====== RAW RECORDS
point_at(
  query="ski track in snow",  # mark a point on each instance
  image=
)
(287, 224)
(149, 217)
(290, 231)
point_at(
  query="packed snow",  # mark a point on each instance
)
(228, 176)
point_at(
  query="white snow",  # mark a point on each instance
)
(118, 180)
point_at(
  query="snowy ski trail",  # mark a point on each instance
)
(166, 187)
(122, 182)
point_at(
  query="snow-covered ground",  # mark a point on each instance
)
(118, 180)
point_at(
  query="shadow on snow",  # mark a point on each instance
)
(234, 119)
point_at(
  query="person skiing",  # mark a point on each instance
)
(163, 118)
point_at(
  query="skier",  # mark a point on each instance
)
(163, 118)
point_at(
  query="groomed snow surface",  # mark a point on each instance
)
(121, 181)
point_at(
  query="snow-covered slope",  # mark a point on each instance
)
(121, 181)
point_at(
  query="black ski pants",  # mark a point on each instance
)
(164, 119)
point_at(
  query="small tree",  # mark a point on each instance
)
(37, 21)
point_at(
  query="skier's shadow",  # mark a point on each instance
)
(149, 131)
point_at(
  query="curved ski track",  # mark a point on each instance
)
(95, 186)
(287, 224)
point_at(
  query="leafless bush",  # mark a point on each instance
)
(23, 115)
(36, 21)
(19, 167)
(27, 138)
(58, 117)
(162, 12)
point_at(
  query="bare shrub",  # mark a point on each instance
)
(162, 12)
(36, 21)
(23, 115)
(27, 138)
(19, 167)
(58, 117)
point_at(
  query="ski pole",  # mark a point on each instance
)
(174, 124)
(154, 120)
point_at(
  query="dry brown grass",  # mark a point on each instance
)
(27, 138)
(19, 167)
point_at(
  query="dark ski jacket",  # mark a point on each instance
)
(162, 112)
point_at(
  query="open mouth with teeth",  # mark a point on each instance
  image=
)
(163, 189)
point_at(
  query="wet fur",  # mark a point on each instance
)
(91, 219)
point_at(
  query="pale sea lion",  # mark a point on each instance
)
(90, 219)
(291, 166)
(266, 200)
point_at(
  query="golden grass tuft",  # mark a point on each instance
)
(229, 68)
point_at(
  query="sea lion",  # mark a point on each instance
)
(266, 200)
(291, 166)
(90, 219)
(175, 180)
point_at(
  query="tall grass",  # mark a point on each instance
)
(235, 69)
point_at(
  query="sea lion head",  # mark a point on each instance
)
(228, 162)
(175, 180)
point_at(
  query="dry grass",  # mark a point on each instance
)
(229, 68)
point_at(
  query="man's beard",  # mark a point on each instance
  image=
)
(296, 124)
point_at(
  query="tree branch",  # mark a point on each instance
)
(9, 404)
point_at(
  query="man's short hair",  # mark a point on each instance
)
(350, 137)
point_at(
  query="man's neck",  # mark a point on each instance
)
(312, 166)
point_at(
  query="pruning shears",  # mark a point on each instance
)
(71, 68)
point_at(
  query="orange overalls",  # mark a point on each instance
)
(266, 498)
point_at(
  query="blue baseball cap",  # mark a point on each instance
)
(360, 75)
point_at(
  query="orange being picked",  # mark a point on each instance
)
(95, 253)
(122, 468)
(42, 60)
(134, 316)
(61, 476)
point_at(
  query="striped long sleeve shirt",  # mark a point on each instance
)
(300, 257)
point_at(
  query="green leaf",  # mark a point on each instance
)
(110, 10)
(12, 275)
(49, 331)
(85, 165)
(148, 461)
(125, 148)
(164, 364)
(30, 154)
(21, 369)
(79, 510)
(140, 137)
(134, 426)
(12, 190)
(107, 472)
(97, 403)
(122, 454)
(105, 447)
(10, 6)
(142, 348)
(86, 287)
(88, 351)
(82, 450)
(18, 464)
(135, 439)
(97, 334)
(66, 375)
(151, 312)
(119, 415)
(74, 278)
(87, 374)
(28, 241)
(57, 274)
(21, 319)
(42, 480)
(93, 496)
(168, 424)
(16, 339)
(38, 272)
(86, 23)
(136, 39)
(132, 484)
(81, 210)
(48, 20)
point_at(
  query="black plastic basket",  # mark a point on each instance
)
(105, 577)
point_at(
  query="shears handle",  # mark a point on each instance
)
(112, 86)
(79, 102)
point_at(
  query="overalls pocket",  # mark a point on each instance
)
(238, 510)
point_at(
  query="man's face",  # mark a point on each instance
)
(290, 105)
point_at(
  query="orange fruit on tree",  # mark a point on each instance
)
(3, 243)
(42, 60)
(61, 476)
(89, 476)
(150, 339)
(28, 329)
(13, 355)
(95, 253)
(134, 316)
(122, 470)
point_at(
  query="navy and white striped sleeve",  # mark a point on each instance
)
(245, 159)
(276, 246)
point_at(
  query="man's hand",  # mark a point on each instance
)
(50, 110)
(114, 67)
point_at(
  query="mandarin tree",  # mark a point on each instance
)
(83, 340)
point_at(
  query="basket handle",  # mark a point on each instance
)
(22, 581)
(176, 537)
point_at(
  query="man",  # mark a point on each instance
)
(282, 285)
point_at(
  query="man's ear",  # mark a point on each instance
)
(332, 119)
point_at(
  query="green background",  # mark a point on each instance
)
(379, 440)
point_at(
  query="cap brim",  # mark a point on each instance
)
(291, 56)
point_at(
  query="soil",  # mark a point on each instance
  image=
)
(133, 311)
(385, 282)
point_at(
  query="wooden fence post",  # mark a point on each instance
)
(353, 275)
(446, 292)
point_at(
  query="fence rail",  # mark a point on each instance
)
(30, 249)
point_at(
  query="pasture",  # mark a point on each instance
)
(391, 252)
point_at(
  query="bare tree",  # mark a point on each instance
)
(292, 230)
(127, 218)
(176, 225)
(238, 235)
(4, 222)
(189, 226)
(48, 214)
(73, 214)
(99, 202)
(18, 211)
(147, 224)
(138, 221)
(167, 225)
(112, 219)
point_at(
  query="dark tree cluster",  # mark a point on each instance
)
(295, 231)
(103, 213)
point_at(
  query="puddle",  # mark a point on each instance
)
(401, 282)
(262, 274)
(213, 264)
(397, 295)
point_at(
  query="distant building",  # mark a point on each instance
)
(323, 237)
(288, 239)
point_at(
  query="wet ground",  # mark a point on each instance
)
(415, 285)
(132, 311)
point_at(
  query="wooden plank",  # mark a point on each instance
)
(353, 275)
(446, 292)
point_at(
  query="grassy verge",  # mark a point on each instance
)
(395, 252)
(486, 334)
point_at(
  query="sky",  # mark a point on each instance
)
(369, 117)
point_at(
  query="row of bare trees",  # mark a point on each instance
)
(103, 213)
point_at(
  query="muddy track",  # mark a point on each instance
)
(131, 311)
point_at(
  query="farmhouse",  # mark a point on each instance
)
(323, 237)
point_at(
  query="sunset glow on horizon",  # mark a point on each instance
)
============
▶ **WHAT THIS TASK INVOLVES**
Print the whole listing again, exactly.

▶ **EXERCISE ANSWER**
point_at(
  query="ski track in snow",  # mark a point on each instance
  image=
)
(287, 224)
(149, 217)
(290, 231)
point_at(
  query="packed snow",  # mark a point on each instance
)
(228, 176)
point_at(
  query="white snow",  # mark a point on each instance
)
(118, 180)
point_at(
  query="snowy ski trail",  # mark a point on each instance
)
(166, 187)
(122, 182)
point_at(
  query="snow-covered ground",  # mark a point on each instance
)
(118, 180)
point_at(
  query="shadow on snow",  # mark a point on each instance
)
(234, 119)
point_at(
  query="person skiing",  # mark a point on each instance
)
(163, 118)
point_at(
  query="skier",  # mark a point on each instance
)
(163, 118)
point_at(
  query="groomed snow surface",  # mark a point on each instance
)
(121, 181)
point_at(
  query="snow-covered slope",  # mark a point on each instance
)
(121, 181)
point_at(
  query="black ski pants",  # mark a point on each instance
)
(164, 119)
point_at(
  query="small tree",  # mark a point on each instance
)
(37, 21)
point_at(
  query="skier's shadow",  # mark a point on each instance
)
(149, 131)
point_at(
  query="curved ski track",  # mark a point on each instance
)
(95, 186)
(287, 224)
point_at(
  query="leafless bush",  # mark a point on each instance
)
(23, 115)
(36, 21)
(19, 167)
(27, 138)
(58, 117)
(162, 12)
point_at(
  query="bare shrub",  # mark a point on each instance
)
(162, 12)
(36, 21)
(23, 115)
(27, 138)
(19, 167)
(58, 117)
point_at(
  query="ski pole",  # mark a point on each instance
)
(174, 124)
(154, 120)
point_at(
  query="dry brown grass",  # mark a point on each instance
)
(27, 138)
(19, 167)
point_at(
  query="dark ski jacket",  # mark a point on each instance
)
(162, 112)
point_at(
  query="open mouth with teeth",  # mark a point on each instance
  image=
)
(163, 189)
point_at(
  query="wet fur",  # mark a point on each instance
)
(91, 219)
point_at(
  query="pale sea lion",  # mark a point on each instance
)
(90, 219)
(291, 166)
(266, 200)
point_at(
  query="golden grass tuft",  # mark a point on each instance
)
(229, 68)
point_at(
  query="sea lion",  # mark a point on each instance
)
(266, 200)
(291, 166)
(90, 219)
(175, 180)
point_at(
  query="tall grass",  # mark a point on each instance
)
(235, 69)
point_at(
  query="sea lion head",  # mark a point on each instance
)
(228, 162)
(175, 180)
point_at(
  query="dry grass",  # mark a point on each instance
)
(229, 68)
point_at(
  query="man's beard",  # mark a point on each instance
  image=
)
(296, 124)
point_at(
  query="tree branch",  # mark a point on each instance
)
(9, 404)
point_at(
  query="man's short hair",  # mark a point on each instance
)
(350, 137)
point_at(
  query="man's neck",  # mark a point on each instance
)
(312, 166)
point_at(
  query="pruning shears",  # mark a point on each instance
)
(71, 68)
point_at(
  query="orange overalls",  # mark a point on each instance
)
(266, 498)
point_at(
  query="blue baseball cap",  # mark a point on each instance
)
(360, 75)
point_at(
  query="orange being picked",  # mark a point on each instance
)
(95, 253)
(122, 468)
(42, 60)
(134, 316)
(61, 476)
point_at(
  query="striped long sleeve shirt",  # mark a point on each instance
)
(300, 257)
point_at(
  query="green leaf",  # mark a point on each instance
)
(110, 10)
(12, 275)
(49, 331)
(85, 165)
(148, 461)
(125, 148)
(164, 364)
(30, 154)
(21, 369)
(79, 510)
(140, 137)
(134, 426)
(12, 190)
(107, 472)
(97, 403)
(122, 454)
(105, 447)
(10, 6)
(142, 348)
(86, 287)
(88, 351)
(82, 450)
(18, 464)
(135, 439)
(97, 334)
(66, 375)
(151, 312)
(119, 415)
(74, 278)
(87, 374)
(28, 241)
(57, 274)
(21, 319)
(42, 480)
(93, 496)
(168, 424)
(16, 339)
(38, 272)
(86, 23)
(136, 39)
(132, 484)
(81, 210)
(48, 20)
point_at(
  query="black plastic basket",  # mark a point on each instance
)
(105, 577)
point_at(
  query="shears handle",  # mark a point on each instance
)
(112, 86)
(79, 102)
point_at(
  query="overalls pocket",  # mark a point on each instance
)
(238, 510)
point_at(
  query="man's face",  # mark a point on each instance
)
(290, 105)
point_at(
  query="orange fruit on tree",  # mark a point on each instance
)
(3, 243)
(42, 60)
(61, 476)
(89, 476)
(150, 339)
(28, 329)
(13, 355)
(95, 253)
(134, 316)
(122, 470)
point_at(
  query="navy and white striped sleeve",  # mark a point on each instance
)
(245, 159)
(276, 246)
point_at(
  query="man's hand",  # mark a point on each instance
)
(50, 110)
(114, 67)
point_at(
  query="mandarin tree",  # mark a point on each instance
)
(83, 340)
point_at(
  query="basket handle",  # mark a point on each instance
)
(22, 581)
(176, 537)
point_at(
  query="man",  # mark a point on each instance
)
(282, 285)
point_at(
  query="man's ear",  # mark a point on each instance
)
(332, 119)
point_at(
  query="green background",  # mark a point on each instance
)
(379, 440)
point_at(
  query="cap brim",  # mark a point on each instance
)
(291, 56)
point_at(
  query="soil",  # mark a point on each instance
  image=
)
(133, 311)
(385, 282)
point_at(
  query="wooden fence post",  # mark a point on each instance
)
(353, 275)
(446, 292)
point_at(
  query="fence rail",  # mark a point on each instance
)
(30, 249)
point_at(
  query="pasture",  # mark a point on each instance
)
(391, 252)
point_at(
  query="bare tree",  # mark a point on each instance
)
(292, 230)
(127, 218)
(176, 225)
(238, 235)
(4, 222)
(189, 226)
(48, 214)
(73, 214)
(99, 202)
(18, 211)
(147, 224)
(138, 221)
(167, 225)
(112, 219)
point_at(
  query="dark tree cluster",  # mark a point on each instance
)
(295, 231)
(103, 213)
point_at(
  query="puddle",  # mark a point on each instance
)
(401, 282)
(262, 274)
(213, 264)
(397, 295)
point_at(
  query="distant building",  # mark a point on each instance
)
(323, 237)
(288, 239)
point_at(
  query="wet ground",  # mark a point on each instance
)
(415, 285)
(132, 311)
point_at(
  query="wooden plank",  # mark a point on each instance
)
(353, 275)
(446, 292)
point_at(
  query="grassy verge",  # mark a point on each instance
)
(395, 252)
(486, 334)
point_at(
  query="sky",  # mark a point on each instance
)
(369, 117)
point_at(
  query="row of bare trees",  # mark a point on each instance
)
(103, 213)
point_at(
  query="muddy track",  # mark a point on each instance
)
(131, 311)
point_at(
  query="farmhouse",  # mark a point on each instance
)
(323, 237)
point_at(
  query="sunset glow on horizon",  # mark a point on each instance
)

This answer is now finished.